= Directives =
A. List the plants that the pollinator garden guide recommends planting instead of butterfly bush.
B. Count the lines of the listing that contain the word "young", and give only the number.

= Selected extract =

● ● ● ● ●

Gardens to attract bees, butterflies, and beneficial insects
- Eco-region variation in Maryland (mountain, Piedmont plateau, and coastal plain) should be considered when planting pollinator gardens.
- Pollinators need what every animal needs: food, shelter, water, a little bit of space to call their own, and a place to raise a family. Nature usually provides all that pollinators need; we just need to stay out of the way and resist disturbing their natural environment.
- Construct pollinator gardens with a variety of colors, shapes, and heights of plants and include plants that flower throughout the growing season to provide nectar and pollen.
- You don’t need a large yard or budget. Even a few plants will help. Share seeds and divided plants with gardening friends.
- Provide host plants (e.g., parsley, fennel, or dill for the caterpillars of swallowtail butterflies) in addition to nectar plants, and habitat for reproduction, life cycle completion, and winter shelter. Some pollinators and beneficial insects need the shelter provided by perennial plants growing in untilled areas, woody plant material such as unused firewood and dead branches, and undisturbed soil in areas that are not mowed or cultivated
- Avoid planting invasive species like butterfly bush. There are many alternatives like blazing star (Liatris spicata), New York ironweed (Vernonia noveboracensis), and butterfly weed (Asclepias tuberosa) to plant instead.

● ● ● ● ●

= Records to process =
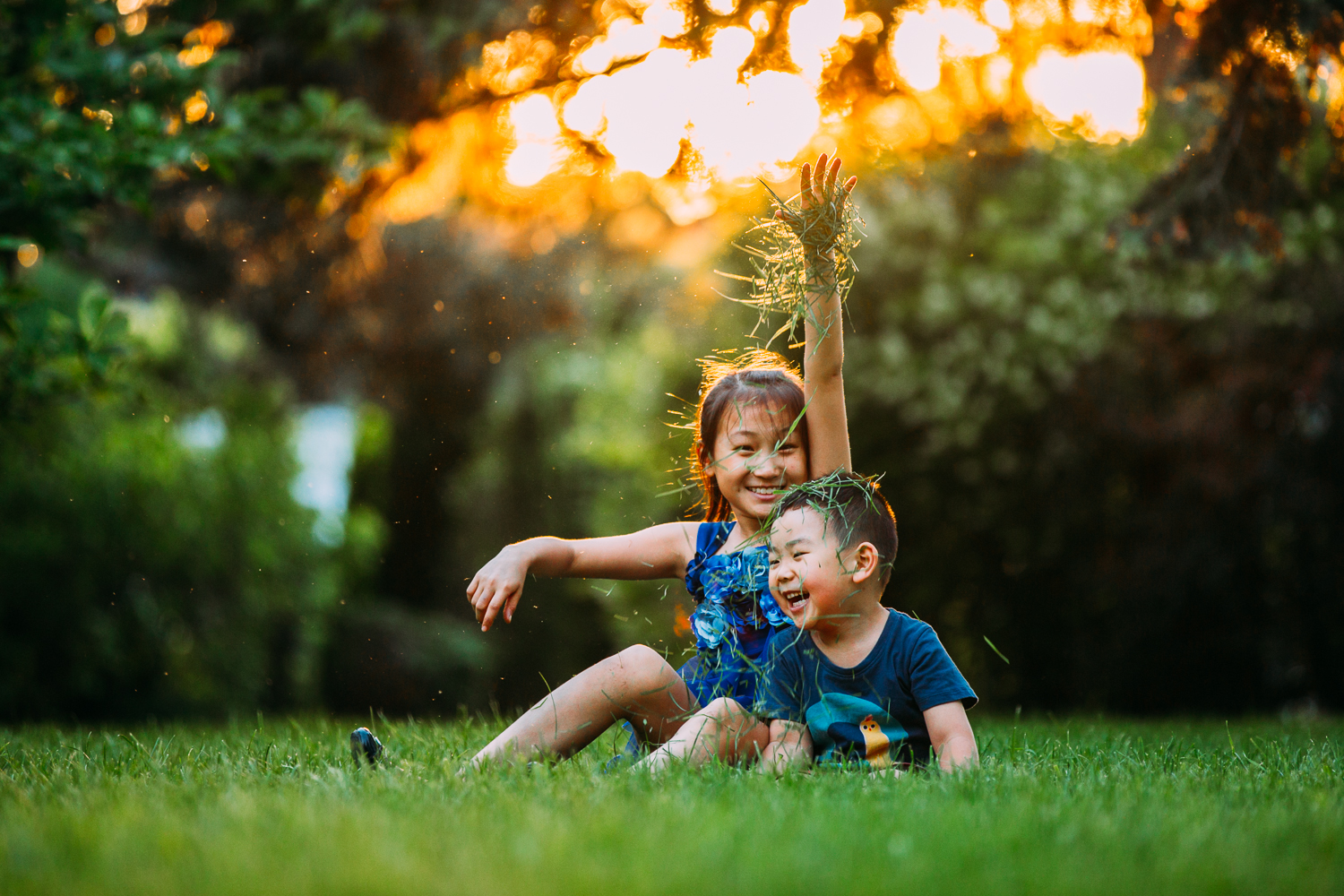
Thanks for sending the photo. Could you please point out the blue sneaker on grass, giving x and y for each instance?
(363, 743)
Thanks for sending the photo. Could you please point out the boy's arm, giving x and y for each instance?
(823, 357)
(656, 552)
(789, 747)
(953, 740)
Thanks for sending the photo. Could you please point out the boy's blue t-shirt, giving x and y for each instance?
(873, 712)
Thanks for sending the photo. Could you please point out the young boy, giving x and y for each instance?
(857, 683)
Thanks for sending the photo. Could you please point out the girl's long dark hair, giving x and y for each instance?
(755, 378)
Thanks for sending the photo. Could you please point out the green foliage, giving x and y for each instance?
(1056, 807)
(82, 124)
(984, 288)
(144, 573)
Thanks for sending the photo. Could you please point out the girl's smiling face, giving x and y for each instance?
(755, 454)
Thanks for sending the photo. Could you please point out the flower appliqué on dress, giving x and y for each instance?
(734, 595)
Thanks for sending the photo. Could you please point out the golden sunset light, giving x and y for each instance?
(701, 115)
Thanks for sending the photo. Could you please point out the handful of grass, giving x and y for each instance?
(801, 249)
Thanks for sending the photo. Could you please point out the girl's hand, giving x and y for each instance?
(499, 586)
(820, 220)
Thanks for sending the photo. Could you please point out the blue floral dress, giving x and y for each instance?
(734, 616)
(733, 622)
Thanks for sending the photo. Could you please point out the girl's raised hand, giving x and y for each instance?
(497, 586)
(820, 220)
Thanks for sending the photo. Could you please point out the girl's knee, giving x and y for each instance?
(725, 708)
(642, 661)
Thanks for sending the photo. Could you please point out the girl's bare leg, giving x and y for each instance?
(723, 729)
(636, 685)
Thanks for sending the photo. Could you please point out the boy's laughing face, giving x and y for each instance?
(809, 576)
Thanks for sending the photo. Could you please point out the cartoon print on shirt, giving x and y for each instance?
(876, 745)
(846, 728)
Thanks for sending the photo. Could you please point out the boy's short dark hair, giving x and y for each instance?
(854, 505)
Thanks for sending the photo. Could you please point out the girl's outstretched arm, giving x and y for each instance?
(658, 552)
(823, 359)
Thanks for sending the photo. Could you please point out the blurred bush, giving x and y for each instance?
(153, 557)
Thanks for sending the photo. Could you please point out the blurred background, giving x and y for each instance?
(308, 308)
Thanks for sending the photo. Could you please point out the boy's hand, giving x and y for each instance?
(499, 586)
(789, 747)
(952, 737)
(820, 220)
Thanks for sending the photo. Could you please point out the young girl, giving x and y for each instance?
(753, 440)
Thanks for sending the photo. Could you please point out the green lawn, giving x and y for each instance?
(1077, 806)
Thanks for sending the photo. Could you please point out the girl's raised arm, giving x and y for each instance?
(656, 552)
(823, 359)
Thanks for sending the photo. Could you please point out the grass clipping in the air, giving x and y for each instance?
(784, 249)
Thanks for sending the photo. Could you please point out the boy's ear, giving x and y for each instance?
(865, 563)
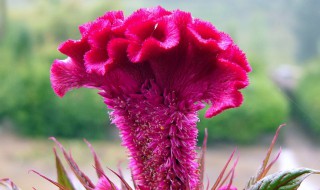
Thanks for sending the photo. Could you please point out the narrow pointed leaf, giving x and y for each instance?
(97, 163)
(84, 180)
(284, 180)
(113, 186)
(202, 158)
(216, 184)
(121, 175)
(262, 171)
(50, 180)
(63, 177)
(122, 180)
(8, 184)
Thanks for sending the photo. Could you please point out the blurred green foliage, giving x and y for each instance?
(308, 98)
(35, 28)
(263, 110)
(27, 52)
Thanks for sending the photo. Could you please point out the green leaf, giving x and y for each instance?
(63, 178)
(284, 180)
(7, 184)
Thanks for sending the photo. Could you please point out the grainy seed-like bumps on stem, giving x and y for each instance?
(155, 70)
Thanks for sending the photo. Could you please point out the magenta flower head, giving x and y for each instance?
(155, 70)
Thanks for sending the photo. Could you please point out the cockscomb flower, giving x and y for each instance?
(155, 70)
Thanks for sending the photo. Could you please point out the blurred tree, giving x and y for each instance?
(307, 28)
(3, 13)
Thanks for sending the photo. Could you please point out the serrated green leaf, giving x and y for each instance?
(285, 180)
(63, 178)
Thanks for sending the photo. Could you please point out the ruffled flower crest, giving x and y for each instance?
(155, 69)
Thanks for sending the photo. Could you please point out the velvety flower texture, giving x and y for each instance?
(155, 69)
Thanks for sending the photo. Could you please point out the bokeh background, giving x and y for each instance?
(282, 43)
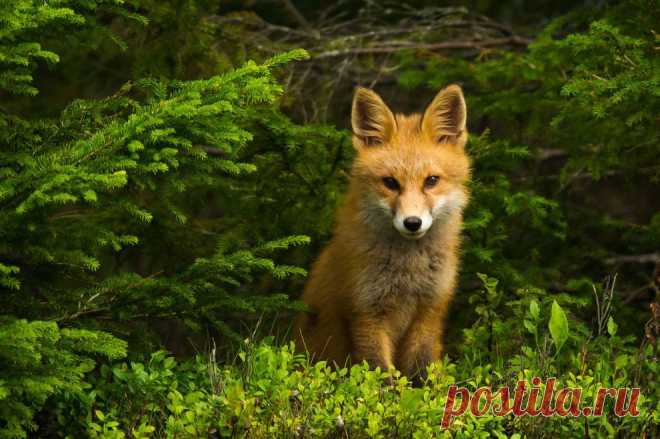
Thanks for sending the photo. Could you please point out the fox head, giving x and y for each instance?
(410, 170)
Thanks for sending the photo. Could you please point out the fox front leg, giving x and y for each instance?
(421, 345)
(371, 342)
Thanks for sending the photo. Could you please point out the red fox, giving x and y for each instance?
(381, 288)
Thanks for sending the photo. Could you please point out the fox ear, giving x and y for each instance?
(445, 118)
(372, 121)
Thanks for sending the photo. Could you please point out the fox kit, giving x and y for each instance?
(381, 288)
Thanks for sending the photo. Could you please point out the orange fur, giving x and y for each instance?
(377, 293)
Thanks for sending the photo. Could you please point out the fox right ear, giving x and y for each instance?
(372, 121)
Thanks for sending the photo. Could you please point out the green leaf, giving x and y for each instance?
(534, 309)
(611, 326)
(558, 325)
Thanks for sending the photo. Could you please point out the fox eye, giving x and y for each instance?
(391, 183)
(431, 181)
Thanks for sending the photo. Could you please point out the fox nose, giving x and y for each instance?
(413, 223)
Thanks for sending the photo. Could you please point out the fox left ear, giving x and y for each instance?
(444, 120)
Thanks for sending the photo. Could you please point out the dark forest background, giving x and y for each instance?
(170, 169)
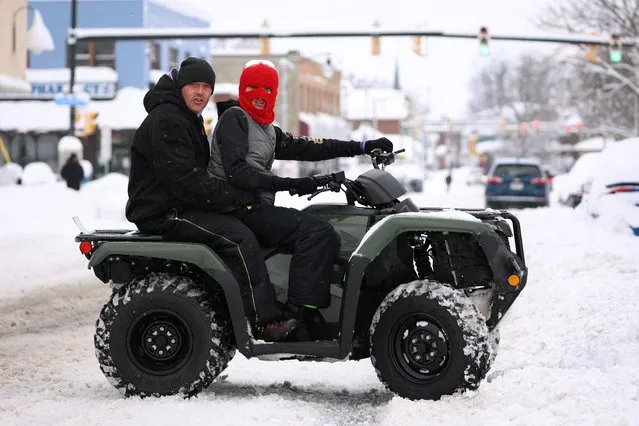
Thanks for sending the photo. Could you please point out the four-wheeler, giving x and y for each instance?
(419, 291)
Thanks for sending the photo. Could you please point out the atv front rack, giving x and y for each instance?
(488, 215)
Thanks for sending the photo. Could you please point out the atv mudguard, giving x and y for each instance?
(196, 254)
(502, 261)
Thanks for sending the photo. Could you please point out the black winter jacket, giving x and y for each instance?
(169, 158)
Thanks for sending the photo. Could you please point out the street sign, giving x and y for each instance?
(72, 99)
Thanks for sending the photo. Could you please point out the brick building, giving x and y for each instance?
(309, 95)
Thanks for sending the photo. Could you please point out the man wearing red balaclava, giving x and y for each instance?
(243, 147)
(258, 92)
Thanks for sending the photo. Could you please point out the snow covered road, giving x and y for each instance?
(568, 353)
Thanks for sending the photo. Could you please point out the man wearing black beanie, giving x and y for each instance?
(172, 194)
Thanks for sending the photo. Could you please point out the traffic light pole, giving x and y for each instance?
(121, 34)
(71, 51)
(206, 33)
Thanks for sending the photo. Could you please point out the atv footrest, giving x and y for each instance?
(325, 349)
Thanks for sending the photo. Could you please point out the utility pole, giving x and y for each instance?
(71, 51)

● ● ● ● ●

= Responses to the tasks =
A. Blazing star (Liatris spicata), New York ironweed (Vernonia noveboracensis), and butterfly weed (Asclepias tuberosa).

B. 2